WHAT IS REQUIRED:
Starting at the line that contains "of the black" and ending at the last line of the records, write out every line again, requests included. Scale each point coordinate in the answers by 1.75 and round to whole numbers, with halves rounded up.

◆ ◆ ◆ ◆

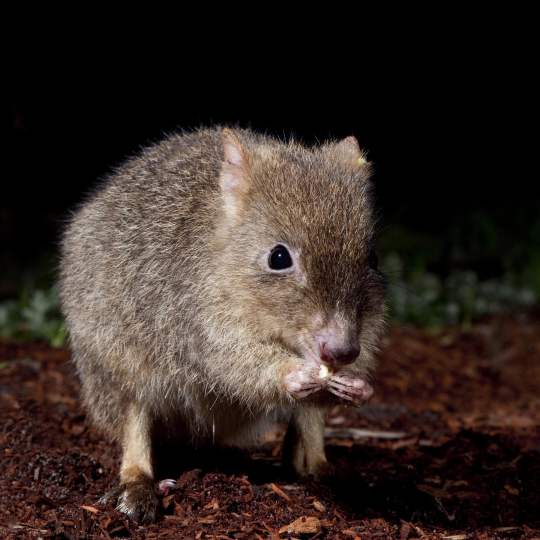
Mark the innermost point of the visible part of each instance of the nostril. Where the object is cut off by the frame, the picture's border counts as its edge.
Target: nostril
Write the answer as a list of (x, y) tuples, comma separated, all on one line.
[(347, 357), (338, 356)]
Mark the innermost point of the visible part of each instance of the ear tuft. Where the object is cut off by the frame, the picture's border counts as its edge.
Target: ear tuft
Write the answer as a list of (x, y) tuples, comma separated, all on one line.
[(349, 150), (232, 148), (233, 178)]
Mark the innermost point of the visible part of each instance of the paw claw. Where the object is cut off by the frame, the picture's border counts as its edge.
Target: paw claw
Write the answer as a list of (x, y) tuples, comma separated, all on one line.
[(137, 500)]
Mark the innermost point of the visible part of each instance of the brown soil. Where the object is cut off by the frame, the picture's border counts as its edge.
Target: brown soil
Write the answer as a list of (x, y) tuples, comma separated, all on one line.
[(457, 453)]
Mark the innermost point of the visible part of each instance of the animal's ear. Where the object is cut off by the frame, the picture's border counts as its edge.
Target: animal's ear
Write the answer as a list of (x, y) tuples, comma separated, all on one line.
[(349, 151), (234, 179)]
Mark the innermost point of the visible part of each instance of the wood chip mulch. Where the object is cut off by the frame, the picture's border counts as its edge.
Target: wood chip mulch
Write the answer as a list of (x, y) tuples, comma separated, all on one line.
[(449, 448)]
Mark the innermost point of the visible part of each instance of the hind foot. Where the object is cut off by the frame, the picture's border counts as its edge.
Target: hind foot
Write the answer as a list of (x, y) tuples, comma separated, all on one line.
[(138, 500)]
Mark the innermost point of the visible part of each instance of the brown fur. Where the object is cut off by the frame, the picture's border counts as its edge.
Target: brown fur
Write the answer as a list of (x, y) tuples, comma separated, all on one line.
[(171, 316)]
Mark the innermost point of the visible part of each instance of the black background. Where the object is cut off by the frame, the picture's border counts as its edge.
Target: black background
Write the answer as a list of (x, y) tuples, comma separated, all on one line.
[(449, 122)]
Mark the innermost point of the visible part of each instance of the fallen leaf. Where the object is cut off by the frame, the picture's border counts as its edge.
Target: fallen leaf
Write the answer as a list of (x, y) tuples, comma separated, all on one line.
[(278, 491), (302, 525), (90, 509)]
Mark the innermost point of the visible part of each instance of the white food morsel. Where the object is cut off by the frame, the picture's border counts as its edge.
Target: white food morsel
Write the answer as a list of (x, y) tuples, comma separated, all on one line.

◆ ◆ ◆ ◆

FULL SOLUTION:
Mark the innermost point of the visible part of each instance of the black background. Where the object is cut off by the frame, the picture's border counts as its edge.
Target: black background
Write the answer as a list of (x, y) tuples, comma separated, all on one line.
[(786, 214)]
Mark the innermost point of the visible part of each instance of the fallen leaf. Where the object is cut off by the frame, the picture's border counts as its edge.
Target: fallen leaf
Write the answer as a list of (x, y) tuples, comma separated, all on one line.
[(487, 859), (529, 919), (158, 891)]
Mark the innermost point of the visible part of each instance of the white food morsel. Where the object is cut off by the frame, the picture's border counts as its edge.
Target: white food morsel
Write the answer as a list of (x, y) tuples, comma separated, all on one line.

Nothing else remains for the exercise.